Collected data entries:
━━━━━━━━━━━━━━━━
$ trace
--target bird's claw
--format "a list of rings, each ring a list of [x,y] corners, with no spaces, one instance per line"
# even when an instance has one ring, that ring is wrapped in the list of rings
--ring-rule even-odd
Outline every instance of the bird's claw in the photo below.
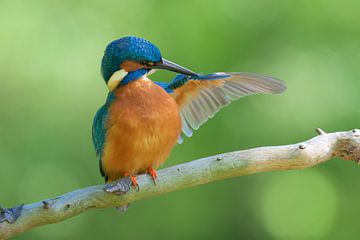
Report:
[[[13,208],[3,208],[0,206],[0,222],[7,221],[8,223],[14,223],[21,214],[24,204]]]
[[[154,184],[156,185],[156,179],[157,179],[157,173],[156,170],[152,167],[148,168],[148,170],[146,170],[146,172],[148,174],[150,174],[152,180],[154,181]]]
[[[140,186],[136,180],[136,176],[135,175],[129,175],[130,179],[131,179],[131,185],[134,187],[134,189],[136,191],[140,190]]]
[[[128,177],[121,178],[115,182],[108,183],[105,185],[104,189],[108,193],[114,193],[116,195],[123,195],[130,191],[130,186],[132,184],[132,179]]]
━━━━━━━━━━━━━━━━
Reproduce all entries above exactly, minus the images.

$ trace
--target bird's claw
--format "a list of rings, each ring a list of [x,y] corners, with no spaces, one instance per line"
# even when an instance has one ring, that ring is wrapped in the list of rings
--ring-rule even-odd
Outline every instance of the bird's claw in the photo below.
Report:
[[[13,208],[3,208],[0,206],[0,222],[7,221],[8,223],[14,223],[21,214],[24,204]]]
[[[154,184],[156,185],[156,179],[157,179],[157,173],[156,170],[152,167],[148,168],[148,170],[146,170],[146,172],[148,174],[150,174],[152,180],[154,181]]]
[[[140,186],[136,180],[136,176],[135,175],[129,175],[130,179],[131,179],[131,185],[134,187],[134,189],[136,191],[140,190]]]
[[[128,177],[121,178],[115,182],[108,183],[105,185],[104,189],[108,193],[114,193],[116,195],[123,195],[130,191],[130,186],[132,184],[132,179]]]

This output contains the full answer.